▶ _HOW TO COMPLETE THIS TASK_:
Search the records for the word "vegetation". Copy every line where it appears.
######
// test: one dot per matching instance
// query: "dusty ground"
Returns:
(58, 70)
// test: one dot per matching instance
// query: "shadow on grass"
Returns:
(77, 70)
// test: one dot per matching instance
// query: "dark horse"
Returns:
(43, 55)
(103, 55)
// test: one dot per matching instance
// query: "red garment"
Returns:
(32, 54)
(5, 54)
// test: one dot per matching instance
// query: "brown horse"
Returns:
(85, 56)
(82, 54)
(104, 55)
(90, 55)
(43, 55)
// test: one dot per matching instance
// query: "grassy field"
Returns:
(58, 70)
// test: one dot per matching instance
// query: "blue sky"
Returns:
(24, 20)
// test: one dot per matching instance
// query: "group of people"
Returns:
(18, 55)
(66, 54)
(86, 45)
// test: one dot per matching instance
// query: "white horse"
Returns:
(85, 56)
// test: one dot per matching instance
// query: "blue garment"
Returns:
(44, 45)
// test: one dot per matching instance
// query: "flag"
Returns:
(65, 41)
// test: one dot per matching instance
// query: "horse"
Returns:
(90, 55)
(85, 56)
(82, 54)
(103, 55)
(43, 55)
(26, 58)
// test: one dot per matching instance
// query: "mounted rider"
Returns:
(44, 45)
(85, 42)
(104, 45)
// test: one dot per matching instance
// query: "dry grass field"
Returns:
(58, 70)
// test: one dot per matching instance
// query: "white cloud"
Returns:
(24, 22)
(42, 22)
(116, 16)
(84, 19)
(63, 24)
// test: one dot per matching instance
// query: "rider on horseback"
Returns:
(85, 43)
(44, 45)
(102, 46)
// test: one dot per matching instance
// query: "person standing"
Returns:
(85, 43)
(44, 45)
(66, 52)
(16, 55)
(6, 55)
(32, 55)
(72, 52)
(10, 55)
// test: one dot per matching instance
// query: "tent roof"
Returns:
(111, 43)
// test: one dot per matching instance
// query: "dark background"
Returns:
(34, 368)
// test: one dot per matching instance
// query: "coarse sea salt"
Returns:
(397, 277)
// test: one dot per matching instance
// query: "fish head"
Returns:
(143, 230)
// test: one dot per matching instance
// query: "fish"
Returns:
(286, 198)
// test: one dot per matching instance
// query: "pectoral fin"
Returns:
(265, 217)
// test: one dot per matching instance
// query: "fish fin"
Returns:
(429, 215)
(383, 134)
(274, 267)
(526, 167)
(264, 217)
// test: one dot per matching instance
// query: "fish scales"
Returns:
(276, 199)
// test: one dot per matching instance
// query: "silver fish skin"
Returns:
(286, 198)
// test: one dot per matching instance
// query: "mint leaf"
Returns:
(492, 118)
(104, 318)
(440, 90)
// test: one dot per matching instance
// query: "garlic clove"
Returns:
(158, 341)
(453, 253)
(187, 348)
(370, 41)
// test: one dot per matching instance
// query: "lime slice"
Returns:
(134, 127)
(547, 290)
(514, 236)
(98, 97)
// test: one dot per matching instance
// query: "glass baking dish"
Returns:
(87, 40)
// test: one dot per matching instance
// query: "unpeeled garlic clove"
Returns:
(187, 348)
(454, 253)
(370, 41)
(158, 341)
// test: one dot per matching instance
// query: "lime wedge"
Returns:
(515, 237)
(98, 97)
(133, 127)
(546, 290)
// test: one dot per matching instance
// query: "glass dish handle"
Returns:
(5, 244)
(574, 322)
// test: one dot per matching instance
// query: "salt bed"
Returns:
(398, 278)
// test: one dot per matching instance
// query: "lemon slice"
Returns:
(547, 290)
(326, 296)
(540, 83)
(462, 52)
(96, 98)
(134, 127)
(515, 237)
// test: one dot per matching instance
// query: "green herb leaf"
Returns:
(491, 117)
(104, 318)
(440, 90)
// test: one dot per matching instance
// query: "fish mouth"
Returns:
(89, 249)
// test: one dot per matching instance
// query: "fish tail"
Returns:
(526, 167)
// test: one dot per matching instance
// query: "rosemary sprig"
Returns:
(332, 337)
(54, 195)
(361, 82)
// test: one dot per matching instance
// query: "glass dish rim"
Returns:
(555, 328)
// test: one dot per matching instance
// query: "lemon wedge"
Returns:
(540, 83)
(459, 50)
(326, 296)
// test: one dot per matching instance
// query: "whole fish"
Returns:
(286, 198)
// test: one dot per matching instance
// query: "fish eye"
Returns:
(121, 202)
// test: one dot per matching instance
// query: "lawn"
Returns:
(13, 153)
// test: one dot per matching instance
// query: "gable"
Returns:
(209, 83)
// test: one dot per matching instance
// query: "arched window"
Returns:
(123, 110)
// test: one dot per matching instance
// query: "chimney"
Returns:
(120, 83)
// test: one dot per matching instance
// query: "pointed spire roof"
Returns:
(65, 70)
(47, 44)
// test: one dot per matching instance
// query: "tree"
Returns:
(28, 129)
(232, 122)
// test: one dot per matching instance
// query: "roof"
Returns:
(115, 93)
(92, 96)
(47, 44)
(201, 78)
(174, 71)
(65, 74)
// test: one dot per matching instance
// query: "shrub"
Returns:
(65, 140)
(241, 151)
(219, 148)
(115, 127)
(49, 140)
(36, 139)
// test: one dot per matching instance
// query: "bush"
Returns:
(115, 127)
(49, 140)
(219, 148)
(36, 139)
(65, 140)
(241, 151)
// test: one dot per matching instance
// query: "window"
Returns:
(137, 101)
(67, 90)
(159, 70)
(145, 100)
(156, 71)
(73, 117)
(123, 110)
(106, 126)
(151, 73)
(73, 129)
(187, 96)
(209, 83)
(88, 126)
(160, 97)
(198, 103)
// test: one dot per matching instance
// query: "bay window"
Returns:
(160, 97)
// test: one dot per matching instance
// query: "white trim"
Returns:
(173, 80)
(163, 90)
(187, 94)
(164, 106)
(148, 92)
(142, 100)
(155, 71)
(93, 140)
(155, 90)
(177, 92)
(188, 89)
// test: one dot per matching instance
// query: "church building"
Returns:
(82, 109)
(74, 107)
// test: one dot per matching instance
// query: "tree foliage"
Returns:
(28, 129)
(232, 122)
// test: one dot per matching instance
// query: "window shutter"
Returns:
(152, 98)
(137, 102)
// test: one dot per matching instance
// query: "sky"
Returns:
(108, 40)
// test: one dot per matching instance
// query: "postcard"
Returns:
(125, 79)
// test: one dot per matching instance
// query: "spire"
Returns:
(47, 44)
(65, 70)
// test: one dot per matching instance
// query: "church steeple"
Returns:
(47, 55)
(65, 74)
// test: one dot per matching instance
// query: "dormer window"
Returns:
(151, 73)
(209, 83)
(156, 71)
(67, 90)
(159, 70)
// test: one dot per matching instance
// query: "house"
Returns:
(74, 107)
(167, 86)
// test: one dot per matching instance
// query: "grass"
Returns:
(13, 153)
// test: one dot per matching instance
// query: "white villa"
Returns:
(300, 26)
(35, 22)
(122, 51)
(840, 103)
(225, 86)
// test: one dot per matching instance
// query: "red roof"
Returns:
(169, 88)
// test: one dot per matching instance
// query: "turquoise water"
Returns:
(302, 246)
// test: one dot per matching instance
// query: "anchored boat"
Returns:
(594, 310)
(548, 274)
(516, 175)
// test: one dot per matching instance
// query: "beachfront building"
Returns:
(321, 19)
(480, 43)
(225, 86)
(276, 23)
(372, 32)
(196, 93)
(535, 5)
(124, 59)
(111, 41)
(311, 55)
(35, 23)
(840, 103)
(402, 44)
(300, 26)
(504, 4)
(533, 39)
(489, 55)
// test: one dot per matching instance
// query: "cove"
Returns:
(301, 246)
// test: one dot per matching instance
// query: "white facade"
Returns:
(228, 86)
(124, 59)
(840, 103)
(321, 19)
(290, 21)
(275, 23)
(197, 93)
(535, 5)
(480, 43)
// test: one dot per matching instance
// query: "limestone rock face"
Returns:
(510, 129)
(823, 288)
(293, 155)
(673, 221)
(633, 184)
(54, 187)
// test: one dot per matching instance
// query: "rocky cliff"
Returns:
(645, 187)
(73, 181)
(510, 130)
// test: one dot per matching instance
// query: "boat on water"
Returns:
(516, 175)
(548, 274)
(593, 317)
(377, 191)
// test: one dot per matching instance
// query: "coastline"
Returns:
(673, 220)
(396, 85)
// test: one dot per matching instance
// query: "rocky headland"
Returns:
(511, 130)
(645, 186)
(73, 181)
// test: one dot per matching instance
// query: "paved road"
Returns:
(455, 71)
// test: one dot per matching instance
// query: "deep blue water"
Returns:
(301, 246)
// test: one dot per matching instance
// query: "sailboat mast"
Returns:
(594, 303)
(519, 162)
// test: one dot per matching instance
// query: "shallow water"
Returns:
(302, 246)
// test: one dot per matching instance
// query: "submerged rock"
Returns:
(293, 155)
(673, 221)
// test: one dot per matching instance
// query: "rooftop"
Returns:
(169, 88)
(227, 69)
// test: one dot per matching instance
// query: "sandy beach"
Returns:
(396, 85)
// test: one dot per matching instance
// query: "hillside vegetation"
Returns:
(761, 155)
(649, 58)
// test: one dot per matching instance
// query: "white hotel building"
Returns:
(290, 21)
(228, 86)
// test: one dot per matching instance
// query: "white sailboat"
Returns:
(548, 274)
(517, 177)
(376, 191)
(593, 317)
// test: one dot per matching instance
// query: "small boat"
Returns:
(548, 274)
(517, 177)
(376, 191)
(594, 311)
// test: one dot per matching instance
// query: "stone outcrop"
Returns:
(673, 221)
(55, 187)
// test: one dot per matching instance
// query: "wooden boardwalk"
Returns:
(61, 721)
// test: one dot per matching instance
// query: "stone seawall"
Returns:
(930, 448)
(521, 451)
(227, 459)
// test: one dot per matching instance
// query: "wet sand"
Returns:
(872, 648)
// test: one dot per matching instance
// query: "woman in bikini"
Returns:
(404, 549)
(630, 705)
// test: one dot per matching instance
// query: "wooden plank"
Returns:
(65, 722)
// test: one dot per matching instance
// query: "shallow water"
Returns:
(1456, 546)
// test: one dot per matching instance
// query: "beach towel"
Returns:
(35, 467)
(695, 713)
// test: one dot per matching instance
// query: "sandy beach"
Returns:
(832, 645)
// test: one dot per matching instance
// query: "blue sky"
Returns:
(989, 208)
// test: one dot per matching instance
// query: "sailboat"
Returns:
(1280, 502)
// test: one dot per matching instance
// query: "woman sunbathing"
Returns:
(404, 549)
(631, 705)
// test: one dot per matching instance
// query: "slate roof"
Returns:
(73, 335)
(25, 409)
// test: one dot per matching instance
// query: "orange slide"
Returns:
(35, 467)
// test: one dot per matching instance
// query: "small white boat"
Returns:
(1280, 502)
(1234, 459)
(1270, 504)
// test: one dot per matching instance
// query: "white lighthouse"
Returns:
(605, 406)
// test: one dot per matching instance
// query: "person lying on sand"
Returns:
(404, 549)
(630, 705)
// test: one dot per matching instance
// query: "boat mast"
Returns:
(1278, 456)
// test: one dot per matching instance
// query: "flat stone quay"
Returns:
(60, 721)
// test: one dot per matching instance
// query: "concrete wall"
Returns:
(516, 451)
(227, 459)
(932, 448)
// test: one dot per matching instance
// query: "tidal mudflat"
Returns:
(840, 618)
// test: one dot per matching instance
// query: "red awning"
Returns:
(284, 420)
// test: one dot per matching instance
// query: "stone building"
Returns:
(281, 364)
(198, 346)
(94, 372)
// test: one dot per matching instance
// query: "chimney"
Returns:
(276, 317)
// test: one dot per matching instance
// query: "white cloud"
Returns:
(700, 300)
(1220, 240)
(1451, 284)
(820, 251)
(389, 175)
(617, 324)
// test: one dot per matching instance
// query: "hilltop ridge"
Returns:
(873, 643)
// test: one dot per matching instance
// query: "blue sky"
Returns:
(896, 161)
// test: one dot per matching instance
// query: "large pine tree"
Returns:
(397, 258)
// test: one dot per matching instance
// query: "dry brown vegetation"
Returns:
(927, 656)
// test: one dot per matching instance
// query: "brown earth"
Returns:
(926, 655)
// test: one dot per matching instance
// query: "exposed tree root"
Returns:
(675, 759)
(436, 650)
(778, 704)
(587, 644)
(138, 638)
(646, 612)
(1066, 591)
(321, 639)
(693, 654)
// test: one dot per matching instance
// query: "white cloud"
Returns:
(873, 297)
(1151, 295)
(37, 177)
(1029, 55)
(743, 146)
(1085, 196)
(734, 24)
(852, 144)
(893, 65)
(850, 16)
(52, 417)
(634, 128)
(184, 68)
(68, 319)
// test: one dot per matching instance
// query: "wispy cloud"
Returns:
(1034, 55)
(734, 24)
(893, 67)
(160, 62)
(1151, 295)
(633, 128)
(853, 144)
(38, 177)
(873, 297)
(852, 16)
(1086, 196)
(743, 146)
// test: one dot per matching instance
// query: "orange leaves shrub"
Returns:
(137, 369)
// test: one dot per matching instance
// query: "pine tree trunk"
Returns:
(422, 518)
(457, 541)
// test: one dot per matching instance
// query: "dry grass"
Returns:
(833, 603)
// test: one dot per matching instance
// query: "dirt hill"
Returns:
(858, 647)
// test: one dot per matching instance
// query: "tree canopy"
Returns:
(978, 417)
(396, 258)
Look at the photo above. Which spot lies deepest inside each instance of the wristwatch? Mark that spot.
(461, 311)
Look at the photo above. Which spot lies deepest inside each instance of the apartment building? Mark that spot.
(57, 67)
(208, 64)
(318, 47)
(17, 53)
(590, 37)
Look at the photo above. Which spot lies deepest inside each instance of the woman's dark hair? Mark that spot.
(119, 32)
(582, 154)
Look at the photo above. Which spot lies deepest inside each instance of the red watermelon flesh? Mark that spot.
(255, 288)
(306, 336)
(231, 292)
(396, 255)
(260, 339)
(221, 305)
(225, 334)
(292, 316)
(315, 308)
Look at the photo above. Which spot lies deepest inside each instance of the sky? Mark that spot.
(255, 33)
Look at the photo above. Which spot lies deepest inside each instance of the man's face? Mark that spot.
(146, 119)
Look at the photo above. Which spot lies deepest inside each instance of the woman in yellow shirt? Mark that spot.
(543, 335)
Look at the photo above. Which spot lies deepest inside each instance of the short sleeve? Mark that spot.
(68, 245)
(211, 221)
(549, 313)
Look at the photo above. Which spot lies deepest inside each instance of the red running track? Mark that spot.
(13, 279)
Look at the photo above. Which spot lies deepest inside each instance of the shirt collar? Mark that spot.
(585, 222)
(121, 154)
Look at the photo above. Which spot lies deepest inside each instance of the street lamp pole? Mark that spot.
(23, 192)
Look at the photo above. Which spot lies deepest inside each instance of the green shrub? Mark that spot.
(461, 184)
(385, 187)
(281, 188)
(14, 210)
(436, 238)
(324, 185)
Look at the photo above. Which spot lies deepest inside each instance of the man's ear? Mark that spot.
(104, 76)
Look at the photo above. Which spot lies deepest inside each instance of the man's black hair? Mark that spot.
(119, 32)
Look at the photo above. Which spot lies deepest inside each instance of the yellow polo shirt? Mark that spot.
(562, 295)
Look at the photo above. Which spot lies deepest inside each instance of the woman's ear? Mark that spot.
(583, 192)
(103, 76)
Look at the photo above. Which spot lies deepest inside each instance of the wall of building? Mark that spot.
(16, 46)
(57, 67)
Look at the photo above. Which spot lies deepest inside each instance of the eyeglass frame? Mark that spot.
######
▶ _OUTPUT FOR THIS TASK_:
// query: "hillside vegetation"
// query: "dry brown vegetation"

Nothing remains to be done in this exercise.